(Natural-language object grounding data)
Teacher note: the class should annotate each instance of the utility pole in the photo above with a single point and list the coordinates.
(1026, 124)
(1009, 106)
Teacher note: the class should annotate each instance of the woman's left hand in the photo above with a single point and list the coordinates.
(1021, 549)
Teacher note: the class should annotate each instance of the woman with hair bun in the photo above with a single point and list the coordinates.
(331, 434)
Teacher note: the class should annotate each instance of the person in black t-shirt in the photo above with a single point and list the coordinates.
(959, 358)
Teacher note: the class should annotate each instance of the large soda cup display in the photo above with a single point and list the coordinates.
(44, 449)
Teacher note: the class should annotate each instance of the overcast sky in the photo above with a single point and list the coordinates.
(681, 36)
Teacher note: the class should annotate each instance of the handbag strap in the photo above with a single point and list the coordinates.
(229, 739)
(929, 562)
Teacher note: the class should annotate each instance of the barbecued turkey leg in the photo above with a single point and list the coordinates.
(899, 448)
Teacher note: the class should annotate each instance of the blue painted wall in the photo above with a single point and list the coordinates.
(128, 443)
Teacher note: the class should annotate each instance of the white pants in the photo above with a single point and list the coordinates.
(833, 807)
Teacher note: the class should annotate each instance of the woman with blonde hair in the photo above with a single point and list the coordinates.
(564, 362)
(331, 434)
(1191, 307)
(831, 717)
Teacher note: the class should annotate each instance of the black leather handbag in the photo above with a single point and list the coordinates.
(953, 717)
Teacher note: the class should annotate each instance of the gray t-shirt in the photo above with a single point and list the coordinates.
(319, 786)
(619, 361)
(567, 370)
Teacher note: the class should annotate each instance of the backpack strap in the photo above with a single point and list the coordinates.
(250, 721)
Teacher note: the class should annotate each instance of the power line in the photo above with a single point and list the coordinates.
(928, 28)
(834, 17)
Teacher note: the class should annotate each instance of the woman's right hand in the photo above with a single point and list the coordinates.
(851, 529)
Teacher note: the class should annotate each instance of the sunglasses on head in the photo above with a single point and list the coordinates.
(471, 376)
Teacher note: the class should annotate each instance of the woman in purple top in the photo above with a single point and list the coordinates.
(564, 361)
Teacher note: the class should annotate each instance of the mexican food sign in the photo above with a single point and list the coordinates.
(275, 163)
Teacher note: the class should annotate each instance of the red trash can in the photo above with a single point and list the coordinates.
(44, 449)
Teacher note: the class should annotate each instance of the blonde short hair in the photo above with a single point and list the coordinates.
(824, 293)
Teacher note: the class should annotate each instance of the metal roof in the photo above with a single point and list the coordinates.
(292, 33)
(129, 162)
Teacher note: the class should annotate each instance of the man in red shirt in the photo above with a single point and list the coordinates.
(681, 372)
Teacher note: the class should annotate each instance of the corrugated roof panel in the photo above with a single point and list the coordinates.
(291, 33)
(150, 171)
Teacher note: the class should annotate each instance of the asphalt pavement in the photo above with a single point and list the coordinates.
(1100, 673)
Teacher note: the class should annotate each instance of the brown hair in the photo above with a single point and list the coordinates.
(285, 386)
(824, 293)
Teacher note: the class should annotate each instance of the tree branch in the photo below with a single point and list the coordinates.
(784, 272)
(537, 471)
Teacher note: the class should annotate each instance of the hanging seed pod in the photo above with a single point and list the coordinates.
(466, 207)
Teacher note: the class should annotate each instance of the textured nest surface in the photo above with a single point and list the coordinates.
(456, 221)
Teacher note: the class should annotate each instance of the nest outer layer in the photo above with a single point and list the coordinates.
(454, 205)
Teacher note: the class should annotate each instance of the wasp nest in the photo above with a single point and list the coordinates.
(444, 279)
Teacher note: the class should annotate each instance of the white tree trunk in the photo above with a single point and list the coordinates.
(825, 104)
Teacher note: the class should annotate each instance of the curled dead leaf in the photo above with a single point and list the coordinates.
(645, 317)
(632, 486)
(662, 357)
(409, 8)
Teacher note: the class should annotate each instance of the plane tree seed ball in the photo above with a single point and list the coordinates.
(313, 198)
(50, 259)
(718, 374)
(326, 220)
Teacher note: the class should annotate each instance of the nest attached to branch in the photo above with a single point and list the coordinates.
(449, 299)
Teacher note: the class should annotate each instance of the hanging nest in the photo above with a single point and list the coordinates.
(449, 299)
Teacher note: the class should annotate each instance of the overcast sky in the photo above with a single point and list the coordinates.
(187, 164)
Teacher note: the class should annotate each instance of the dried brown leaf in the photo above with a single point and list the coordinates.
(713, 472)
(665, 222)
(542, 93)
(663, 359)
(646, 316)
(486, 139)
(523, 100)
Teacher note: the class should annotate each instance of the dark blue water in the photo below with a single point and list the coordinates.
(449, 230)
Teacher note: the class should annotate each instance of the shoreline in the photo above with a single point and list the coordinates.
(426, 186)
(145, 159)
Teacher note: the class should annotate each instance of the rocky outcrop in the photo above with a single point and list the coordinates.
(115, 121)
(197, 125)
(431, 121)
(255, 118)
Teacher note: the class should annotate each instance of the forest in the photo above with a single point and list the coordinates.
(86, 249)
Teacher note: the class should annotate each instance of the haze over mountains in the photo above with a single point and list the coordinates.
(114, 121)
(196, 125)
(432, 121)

### Brief
Your answer must be the lines from the one containing "of the haze" through the last line of the entries, copied exactly, with no other lines.

### Response to this task
Teacher note: the class should annotate each instance of the haze over mountains in the photo above with a single point and list the coordinates.
(114, 121)
(196, 125)
(432, 121)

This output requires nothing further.